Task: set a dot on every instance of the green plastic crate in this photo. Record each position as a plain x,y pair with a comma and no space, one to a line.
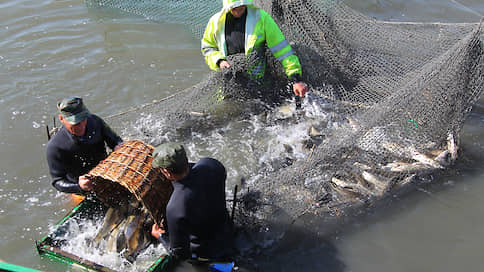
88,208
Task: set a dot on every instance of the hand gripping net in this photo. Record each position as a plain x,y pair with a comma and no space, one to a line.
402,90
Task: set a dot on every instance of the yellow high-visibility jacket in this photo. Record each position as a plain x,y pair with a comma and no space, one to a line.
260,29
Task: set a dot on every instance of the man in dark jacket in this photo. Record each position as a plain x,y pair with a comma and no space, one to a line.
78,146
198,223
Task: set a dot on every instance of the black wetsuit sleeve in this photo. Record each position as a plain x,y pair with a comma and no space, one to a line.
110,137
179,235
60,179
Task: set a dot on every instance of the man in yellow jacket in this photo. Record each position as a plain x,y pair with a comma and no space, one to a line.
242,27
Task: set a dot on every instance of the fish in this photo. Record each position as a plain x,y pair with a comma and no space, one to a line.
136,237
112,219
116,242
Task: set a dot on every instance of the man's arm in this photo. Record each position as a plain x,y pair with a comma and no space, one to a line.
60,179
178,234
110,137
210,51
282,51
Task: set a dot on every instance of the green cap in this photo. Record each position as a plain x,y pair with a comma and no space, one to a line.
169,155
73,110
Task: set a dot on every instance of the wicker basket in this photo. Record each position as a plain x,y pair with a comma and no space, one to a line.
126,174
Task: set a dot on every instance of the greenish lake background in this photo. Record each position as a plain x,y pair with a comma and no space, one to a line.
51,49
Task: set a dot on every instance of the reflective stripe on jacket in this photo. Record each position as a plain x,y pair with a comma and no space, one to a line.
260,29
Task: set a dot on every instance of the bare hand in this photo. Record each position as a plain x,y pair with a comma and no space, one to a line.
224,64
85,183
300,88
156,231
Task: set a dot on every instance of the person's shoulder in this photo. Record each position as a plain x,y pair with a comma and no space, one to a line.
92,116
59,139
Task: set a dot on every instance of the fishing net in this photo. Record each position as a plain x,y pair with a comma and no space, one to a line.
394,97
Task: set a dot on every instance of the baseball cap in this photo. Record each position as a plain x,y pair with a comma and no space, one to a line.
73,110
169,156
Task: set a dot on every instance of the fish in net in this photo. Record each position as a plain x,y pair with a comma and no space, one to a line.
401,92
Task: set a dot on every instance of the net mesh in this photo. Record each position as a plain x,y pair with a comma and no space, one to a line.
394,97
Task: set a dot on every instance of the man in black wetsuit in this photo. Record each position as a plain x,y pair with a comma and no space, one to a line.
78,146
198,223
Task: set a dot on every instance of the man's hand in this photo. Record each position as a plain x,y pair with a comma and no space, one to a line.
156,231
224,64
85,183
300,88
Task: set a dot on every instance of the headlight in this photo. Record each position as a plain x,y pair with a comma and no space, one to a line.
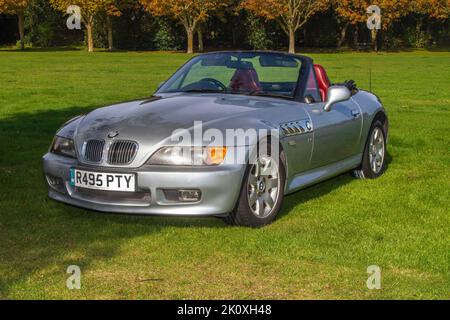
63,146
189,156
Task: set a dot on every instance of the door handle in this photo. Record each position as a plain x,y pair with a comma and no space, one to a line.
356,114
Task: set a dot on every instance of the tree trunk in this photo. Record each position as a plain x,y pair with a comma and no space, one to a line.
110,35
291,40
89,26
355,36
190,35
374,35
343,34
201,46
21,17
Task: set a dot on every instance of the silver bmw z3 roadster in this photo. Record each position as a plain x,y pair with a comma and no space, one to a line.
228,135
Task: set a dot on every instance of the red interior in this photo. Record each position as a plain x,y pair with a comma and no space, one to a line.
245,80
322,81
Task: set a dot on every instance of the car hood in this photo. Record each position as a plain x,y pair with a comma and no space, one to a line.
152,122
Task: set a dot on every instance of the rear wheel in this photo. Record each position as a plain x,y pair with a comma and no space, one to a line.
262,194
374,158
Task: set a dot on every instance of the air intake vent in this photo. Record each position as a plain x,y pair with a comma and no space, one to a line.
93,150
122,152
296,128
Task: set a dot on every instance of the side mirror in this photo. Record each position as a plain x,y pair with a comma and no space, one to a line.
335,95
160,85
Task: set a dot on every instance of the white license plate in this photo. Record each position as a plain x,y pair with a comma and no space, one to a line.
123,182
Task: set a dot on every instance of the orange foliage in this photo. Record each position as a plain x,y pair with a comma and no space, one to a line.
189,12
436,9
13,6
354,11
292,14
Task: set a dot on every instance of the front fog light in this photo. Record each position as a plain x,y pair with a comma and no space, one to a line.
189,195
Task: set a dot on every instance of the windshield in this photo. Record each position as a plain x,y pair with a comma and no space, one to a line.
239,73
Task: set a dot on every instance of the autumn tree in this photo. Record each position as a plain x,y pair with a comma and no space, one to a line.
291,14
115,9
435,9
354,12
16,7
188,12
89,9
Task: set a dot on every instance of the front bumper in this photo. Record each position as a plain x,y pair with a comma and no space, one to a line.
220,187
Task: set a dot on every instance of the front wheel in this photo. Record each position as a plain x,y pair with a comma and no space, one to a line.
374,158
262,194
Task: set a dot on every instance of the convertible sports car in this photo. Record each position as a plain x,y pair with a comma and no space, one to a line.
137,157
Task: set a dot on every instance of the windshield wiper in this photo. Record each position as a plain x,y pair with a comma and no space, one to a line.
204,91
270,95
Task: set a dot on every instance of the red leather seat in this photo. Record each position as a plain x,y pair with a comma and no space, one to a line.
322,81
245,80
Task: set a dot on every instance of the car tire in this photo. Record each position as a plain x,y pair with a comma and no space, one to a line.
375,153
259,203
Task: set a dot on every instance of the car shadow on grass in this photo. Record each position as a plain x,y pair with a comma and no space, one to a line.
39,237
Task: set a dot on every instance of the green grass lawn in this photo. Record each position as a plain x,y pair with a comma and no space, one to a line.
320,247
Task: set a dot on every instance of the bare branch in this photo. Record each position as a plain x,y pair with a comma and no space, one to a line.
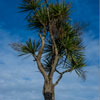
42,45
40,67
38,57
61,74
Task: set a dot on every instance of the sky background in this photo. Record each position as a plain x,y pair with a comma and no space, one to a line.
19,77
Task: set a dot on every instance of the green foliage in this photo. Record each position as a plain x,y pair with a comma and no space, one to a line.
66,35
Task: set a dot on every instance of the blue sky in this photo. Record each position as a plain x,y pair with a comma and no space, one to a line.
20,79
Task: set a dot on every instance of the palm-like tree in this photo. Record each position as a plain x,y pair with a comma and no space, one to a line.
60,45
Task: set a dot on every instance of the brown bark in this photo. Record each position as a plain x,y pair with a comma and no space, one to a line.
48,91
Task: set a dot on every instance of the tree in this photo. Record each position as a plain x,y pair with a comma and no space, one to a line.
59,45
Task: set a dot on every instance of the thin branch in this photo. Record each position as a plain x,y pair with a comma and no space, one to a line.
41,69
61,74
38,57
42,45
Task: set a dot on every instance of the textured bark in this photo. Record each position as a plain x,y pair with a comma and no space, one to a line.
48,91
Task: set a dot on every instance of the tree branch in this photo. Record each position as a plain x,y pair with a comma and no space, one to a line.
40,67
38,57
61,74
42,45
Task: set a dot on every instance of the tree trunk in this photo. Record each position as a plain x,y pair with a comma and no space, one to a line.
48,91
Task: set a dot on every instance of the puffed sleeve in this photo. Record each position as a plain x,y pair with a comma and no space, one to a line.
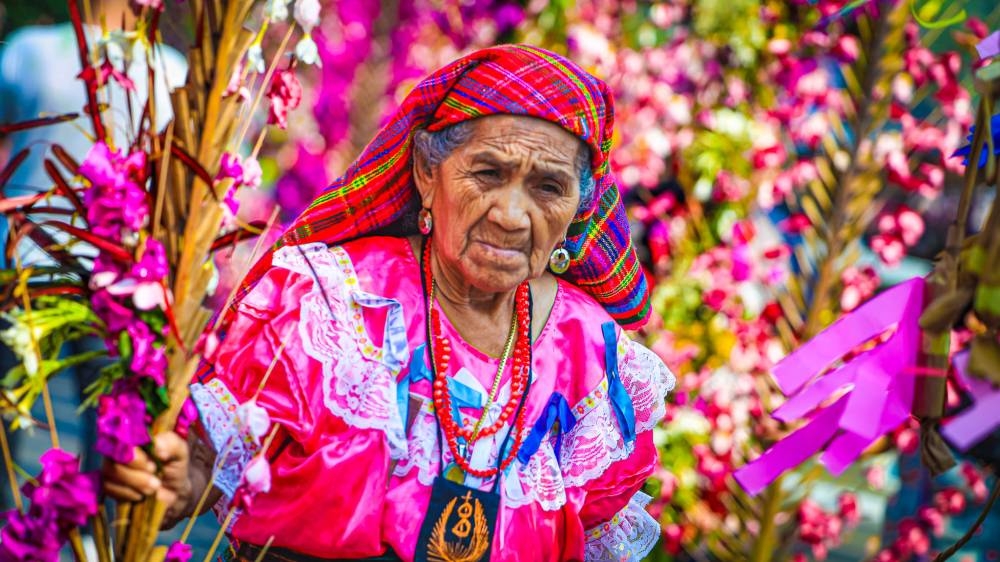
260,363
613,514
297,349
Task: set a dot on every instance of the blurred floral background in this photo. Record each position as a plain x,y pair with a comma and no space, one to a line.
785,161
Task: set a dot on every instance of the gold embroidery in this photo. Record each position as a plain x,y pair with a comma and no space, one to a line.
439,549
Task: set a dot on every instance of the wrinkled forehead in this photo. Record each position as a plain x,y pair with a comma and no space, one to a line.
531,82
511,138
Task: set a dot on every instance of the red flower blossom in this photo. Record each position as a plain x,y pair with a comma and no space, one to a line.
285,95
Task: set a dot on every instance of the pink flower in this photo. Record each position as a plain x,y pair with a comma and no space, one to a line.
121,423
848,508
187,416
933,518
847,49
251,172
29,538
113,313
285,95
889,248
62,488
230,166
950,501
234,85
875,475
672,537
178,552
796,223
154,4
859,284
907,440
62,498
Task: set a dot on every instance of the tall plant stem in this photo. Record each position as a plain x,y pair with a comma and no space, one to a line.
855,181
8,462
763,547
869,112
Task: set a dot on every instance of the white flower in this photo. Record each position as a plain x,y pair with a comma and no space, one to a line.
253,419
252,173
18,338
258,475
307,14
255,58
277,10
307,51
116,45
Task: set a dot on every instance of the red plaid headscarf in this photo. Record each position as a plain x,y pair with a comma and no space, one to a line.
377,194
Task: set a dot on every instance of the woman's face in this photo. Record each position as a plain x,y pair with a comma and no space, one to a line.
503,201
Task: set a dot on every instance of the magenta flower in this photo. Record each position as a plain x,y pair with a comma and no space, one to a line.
################
**WORK REQUEST:**
Reply with exactly the lines from the one containing "Task: set a dot on every instance of the woman's" to the last line of the material, inclusive, and with nothing more.

**RESULT:**
Task: set a dot on every instance of the woman's face in this photo. Record each position as a plain x,y pair with a comma and no space, one to a line.
503,201
Task: set a dot on every instance of the magenta flower in this photo. Record each position as a plain x,y pair with a comma and no space, one to a line.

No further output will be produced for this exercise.